(Stored records)
[Start of Attachment]

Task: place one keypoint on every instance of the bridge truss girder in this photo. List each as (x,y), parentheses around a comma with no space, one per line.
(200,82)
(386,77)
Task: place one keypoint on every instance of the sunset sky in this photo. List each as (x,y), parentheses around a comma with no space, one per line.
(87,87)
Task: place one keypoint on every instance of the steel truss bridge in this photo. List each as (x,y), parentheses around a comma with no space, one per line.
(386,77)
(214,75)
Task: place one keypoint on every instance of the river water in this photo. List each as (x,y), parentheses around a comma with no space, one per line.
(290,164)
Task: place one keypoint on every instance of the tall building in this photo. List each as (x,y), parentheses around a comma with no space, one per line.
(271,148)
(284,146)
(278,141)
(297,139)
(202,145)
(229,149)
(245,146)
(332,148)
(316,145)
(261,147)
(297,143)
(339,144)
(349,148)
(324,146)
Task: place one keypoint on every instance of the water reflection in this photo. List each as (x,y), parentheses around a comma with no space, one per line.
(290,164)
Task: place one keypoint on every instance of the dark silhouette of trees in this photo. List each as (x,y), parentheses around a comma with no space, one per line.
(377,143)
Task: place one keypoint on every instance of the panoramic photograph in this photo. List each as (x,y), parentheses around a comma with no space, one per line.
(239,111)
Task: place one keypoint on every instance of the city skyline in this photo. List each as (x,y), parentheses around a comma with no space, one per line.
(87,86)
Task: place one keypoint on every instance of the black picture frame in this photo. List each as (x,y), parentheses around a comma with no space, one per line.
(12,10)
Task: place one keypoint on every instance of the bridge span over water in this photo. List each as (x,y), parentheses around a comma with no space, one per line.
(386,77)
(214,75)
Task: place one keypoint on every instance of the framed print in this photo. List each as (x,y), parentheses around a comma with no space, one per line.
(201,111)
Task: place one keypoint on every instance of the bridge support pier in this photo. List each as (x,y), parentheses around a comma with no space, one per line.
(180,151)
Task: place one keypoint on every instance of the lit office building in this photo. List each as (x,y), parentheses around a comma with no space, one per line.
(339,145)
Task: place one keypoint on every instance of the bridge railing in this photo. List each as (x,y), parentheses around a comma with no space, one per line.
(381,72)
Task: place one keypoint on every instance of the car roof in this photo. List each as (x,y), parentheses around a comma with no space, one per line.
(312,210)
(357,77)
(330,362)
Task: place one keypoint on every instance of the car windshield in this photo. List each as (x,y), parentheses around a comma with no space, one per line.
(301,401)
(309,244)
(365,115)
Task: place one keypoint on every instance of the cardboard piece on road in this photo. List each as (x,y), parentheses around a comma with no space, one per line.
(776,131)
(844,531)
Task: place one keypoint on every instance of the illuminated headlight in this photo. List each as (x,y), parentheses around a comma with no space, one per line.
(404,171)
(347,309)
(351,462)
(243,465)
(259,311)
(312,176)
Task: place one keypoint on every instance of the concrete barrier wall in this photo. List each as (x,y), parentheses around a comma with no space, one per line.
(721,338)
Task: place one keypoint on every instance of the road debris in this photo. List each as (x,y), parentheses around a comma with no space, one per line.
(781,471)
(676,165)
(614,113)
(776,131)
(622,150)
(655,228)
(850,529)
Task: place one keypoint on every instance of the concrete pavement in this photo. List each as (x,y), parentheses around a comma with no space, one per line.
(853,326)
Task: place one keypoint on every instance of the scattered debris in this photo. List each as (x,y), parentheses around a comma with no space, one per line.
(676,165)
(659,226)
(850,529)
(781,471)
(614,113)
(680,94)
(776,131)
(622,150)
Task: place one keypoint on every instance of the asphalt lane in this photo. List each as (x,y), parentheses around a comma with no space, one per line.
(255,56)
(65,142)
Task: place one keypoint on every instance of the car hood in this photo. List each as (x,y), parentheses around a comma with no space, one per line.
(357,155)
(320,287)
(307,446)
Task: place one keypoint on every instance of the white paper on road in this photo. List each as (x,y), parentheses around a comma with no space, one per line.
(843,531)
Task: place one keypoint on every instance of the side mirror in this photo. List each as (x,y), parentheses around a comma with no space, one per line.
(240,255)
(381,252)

[End of Attachment]

* [What is expected]:
Nothing in the data should be altered; please repeat it exactly.

* [Reply]:
Task: place one keypoint on every instance of the bridge truss girder in this photo. List each as (x,y), parentheses around a comma with no space, one per line.
(200,82)
(386,77)
Task: place one keypoint on every instance of the sunset sky in this photo. List each as (x,y), parentheses around a comma with no space, one per line.
(87,87)
Task: place one keypoint on every instance of the steel truss bridge in this photo. List each as (x,y), parentheses around a comma with no space, one per line.
(386,77)
(214,75)
Task: place one keypoint on every instance of the river water in this photo. List each as (x,y), parentheses around a comma with no space, one per line.
(290,164)
Task: place one keypoint on every instance of the tall building in this photo. List each as (x,y), parentheses around a comma with no space, one per line.
(271,148)
(284,146)
(278,141)
(297,139)
(202,145)
(229,149)
(245,146)
(332,148)
(316,145)
(261,147)
(297,143)
(339,144)
(349,148)
(324,146)
Task: place one keypoint on every instance of the water reflection in this photo. List each as (x,y), parentheses around a comma with no space, one per line.
(290,164)
Task: place one keypoint on every instance of the dark silhouette of trees in this photo. List each as (x,y), parentheses around a comma with no space, one per line.
(377,143)
Task: place one keypoint on every instance of the panoramic photograph in this photo. List each as (x,y), parentheses around a comma with no space, one per line.
(239,111)
Task: place one keypoint on every instance of the city skyline in this photo. List each as (x,y), parentheses around a comma with no space, one per line.
(87,86)
Task: place one keypoint on every instance of the black picture frame in this photo. List each as (x,y), parentheses around a comma with no space, one per line.
(12,10)
Task: place one keypoint on every instance of the bridge span over water in this photo. List each as (x,y), parentheses around a comma with no space, one per line.
(386,77)
(214,75)
Task: place one keypoint on every instance of the framed print in this photo. List each as (x,y), parentheses around a comma with no space, one per line.
(201,111)
Task: place one keypoint on every instance of the bridge support pier in this photo. List each as (x,y), parentheses around a comma with no space, one per line.
(180,151)
Task: place one keypoint on every instance of the lit office building in this photo. List each as (x,y), parentheses around a comma with no space, one per line.
(339,145)
Task: place one keypoint on every instance of the bridge railing in this photo. List each as (x,y), parentheses around a comma with no space, one per line.
(381,72)
Task: place one keypoint on every instance of the car roof in this photo. List each as (x,y), parentheses around a comma with no space, one per line.
(312,210)
(357,77)
(330,362)
Task: place one keypoint on every instance of the car windshield in this photo. List each as (x,y), parentheses around a comma with no space, one per line.
(301,401)
(309,244)
(365,115)
Task: place one keypoint on every instance of the cardboard piece on road in this photo. List each as (x,y), parentheses around a comma with no space, one per line.
(776,131)
(844,531)
Task: place one keypoint on every instance of the illuminated headlight in this photo. List each as (x,y), parentheses around a comma with no space, one per line.
(404,171)
(347,309)
(351,462)
(243,465)
(259,311)
(312,176)
Task: place one keypoint on every instance of the concrete barrier wall in this photo. List each as (x,y), parentheses around a comma with no space, one per line.
(721,338)
Task: place one keypoint on every instance of the road debris in this photo. List each as (x,y), parentheses around a comma with no space, one per line.
(781,471)
(676,165)
(614,113)
(776,131)
(622,150)
(655,228)
(850,529)
Task: place one keypoint on every instance of the concrete pavement in this photo. List each as (x,y), parentheses around a comma with no space, one per line.
(853,326)
Task: place one keypoint on every instance of the scattered debris in this photo. List each as (x,y), parentheses around a comma with no space, one per line.
(676,165)
(659,226)
(850,529)
(781,471)
(614,113)
(680,94)
(776,131)
(622,150)
Task: place one keypoint on every instance of the asphalt lane in this photo. List each as (x,y), parentheses around a comma with no space, one per line.
(255,56)
(65,142)
Task: place one keypoint on every instance of the car hood in this photo. List each as (x,y), parentheses around a comma with no space, one per line.
(357,155)
(320,287)
(307,446)
Task: place one keypoint on every instance of the white paper on road in this photo. List each as (x,y), parentheses around a comma with no space, one per line.
(843,531)
Task: place one keypoint on every instance of the side mirror in this photo. List each as (x,y), parentheses around a comma with no space, one per line.
(240,255)
(381,252)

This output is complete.